**WHAT TO DO**
Copy every one of the items below word for word, keeping each line unchanged.

>> Start PROVIDED DATA

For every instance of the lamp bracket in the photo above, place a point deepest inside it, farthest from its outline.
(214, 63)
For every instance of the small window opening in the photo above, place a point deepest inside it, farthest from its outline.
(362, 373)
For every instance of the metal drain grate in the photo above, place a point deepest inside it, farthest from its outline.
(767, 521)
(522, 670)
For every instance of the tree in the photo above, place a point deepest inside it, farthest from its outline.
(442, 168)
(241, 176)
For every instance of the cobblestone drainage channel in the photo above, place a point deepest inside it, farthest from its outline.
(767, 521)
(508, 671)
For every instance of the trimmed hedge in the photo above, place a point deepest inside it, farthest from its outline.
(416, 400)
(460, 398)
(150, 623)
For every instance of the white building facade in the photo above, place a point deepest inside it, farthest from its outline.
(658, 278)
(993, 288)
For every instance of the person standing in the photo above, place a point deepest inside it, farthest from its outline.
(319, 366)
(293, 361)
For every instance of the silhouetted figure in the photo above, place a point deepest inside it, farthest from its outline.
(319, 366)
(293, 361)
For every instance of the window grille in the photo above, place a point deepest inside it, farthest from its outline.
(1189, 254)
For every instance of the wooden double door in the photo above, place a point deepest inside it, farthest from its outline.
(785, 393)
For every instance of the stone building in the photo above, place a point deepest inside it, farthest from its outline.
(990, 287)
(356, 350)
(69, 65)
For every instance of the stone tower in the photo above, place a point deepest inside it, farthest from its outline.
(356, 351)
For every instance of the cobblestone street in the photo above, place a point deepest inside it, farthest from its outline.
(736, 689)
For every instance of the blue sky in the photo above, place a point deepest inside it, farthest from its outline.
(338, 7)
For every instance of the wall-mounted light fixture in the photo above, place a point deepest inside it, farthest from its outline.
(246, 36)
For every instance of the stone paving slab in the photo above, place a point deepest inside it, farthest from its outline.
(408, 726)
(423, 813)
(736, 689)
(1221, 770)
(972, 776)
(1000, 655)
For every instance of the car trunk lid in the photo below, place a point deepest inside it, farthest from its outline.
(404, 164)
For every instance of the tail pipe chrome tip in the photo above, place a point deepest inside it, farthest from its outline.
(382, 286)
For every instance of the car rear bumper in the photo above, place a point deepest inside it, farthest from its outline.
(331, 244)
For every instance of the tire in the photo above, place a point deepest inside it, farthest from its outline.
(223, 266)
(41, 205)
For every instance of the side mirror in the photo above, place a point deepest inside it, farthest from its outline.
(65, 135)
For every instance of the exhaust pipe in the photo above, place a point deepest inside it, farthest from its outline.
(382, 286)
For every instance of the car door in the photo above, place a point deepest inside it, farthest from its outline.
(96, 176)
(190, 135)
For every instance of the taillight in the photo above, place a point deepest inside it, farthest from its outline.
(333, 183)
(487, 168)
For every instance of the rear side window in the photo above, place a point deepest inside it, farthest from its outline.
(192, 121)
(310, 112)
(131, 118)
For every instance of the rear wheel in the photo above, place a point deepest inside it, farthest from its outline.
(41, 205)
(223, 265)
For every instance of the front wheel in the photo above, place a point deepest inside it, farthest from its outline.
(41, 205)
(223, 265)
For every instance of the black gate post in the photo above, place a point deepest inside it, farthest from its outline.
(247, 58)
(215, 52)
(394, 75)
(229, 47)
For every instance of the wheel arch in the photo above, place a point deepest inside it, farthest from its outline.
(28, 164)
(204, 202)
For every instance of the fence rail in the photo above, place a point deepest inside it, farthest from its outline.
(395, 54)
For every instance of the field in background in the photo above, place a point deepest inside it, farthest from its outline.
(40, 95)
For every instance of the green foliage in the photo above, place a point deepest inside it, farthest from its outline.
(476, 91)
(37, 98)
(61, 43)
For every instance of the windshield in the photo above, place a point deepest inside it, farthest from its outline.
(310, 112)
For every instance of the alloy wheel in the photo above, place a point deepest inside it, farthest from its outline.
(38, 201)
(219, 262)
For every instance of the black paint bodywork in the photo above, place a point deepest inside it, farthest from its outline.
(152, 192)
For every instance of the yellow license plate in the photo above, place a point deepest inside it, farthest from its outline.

>> End PROVIDED DATA

**RESPONSE TO THE EXERCISE**
For every instance of the lamp bracket in the photo above, place a point deepest inside it, farthest from its outline.
(214, 63)
For every instance of the small window opening in the photo above, place a point deepest inside it, farthest from its outline.
(362, 373)
For every instance of the metal drain grate in the photo above, place a point deepest inside it, farthest from its outline.
(767, 521)
(522, 670)
For every instance of the tree in the photo above, place a point deepest inside it, farthest from its outline.
(442, 168)
(241, 176)
For every instance of the cobblestone drainage channel in the photo above, place a point deepest inside it, farthest from its outline.
(767, 521)
(508, 671)
For every instance of the trimmed hedge in the photo above, place a point deepest inside it, farthest from its outline.
(416, 400)
(460, 398)
(150, 623)
For every instance of the white building facade in the photo above, place a point deepest inside it, farthest from its outline.
(658, 278)
(993, 288)
For every instance of the person standing in the photo above, place a point deepest inside it, farthest from its outline.
(319, 366)
(293, 361)
For every instance of the silhouetted figure in the photo above, place a point deepest inside it, farthest from its outline.
(319, 366)
(293, 361)
For every instance of the window grille in the photo above, place a point deepest inside it, farthest from its outline.
(1189, 254)
For every instance of the wooden double door in the photo above, place a point deepest inside it, farthest from its outline.
(785, 393)
For every instance of the stone building in the photo above, place a point deepest inside it, farthest from its outline.
(990, 287)
(356, 350)
(69, 65)
For every instance of the stone tower in the photo above, place a point deepest inside it, farthest from its outline.
(356, 351)
For every instance of the cobblestone street in the photo above, place a point deepest inside it, farthest from its outline.
(736, 689)
For every instance of the blue sky in the photo above, place a point deepest inside it, farthest from its outline.
(338, 7)
For every instance of the wall-mounted light fixture in the photo above, place a point deepest inside it, farthest from its outline.
(246, 36)
For every instance of the stone paving slab in the photo above, place a point deepest inside it, farthest from its outline.
(408, 726)
(423, 813)
(736, 689)
(1221, 770)
(972, 776)
(1000, 655)
For every instance of the car trunk lid in the photo below, place a point deepest inside it, farthest from its outline.
(404, 164)
For every instance of the tail pipe chrome tip in the photo above, place a point deepest inside it, farthest from its outline.
(382, 286)
For every instance of the car rear bumper in the photo above, place a point deepest inside it, farthest from its outline.
(331, 244)
For every instance of the tire in the photo above, place a point deepest inside it, farthest from its outline.
(223, 266)
(41, 205)
For every instance of the side mirror in the photo above, place a point deepest inside it, farthest from its outline.
(65, 135)
For every instance of the exhaust pipe in the photo above, place a point deepest inside it, farthest from its outline.
(382, 286)
For every instance of the car door in the photo above, place a point deepest inside it, farthest from its outline.
(96, 176)
(190, 135)
For every instance of the taillight in the photo above, place a point deepest inside it, farthest from its outline.
(333, 183)
(487, 168)
For every instance of the rear side window in the photo above, place a point deepest inside it, farthest from its outline.
(192, 121)
(310, 112)
(131, 118)
For every instance of the rear wheel in the photo above, place a point deepest inside it, farthest from its outline.
(41, 205)
(223, 265)
For every instance of the front wheel in the photo above, place a point deepest inside it, farthest from its outline.
(41, 205)
(223, 265)
For every instance of the black gate post in the photo above, place a point deepest inside it, farthest from its outline.
(247, 58)
(215, 52)
(394, 75)
(229, 47)
For every instance of the wheel arch in the photo above, place a point deepest inside it, farthest from its outline.
(28, 164)
(204, 202)
For every instance of the fence rail in the photo above, place a point deepest inside it, farthest from its outline.
(395, 54)
For every instance of the field in background in the photo above, place a point deepest inside it, farthest from its outline.
(40, 95)
For every instance of the green foliage in the photo above, place a point deepest inside it, farthest from its outline.
(476, 91)
(37, 98)
(61, 43)
For every instance of the windshield in the photo above, place a point deepest inside it, farthest from its outline.
(310, 112)
For every instance of the alloy wheel in the photo above, place a point deepest inside it, farthest from its outline.
(38, 201)
(219, 262)
For every instance of the black paint bodywork in the photo above, place a point deepest inside it, farthest from its outline.
(152, 192)
For every instance of the yellow license plate in the photo above, place a point deepest inside it, farthest from its outline.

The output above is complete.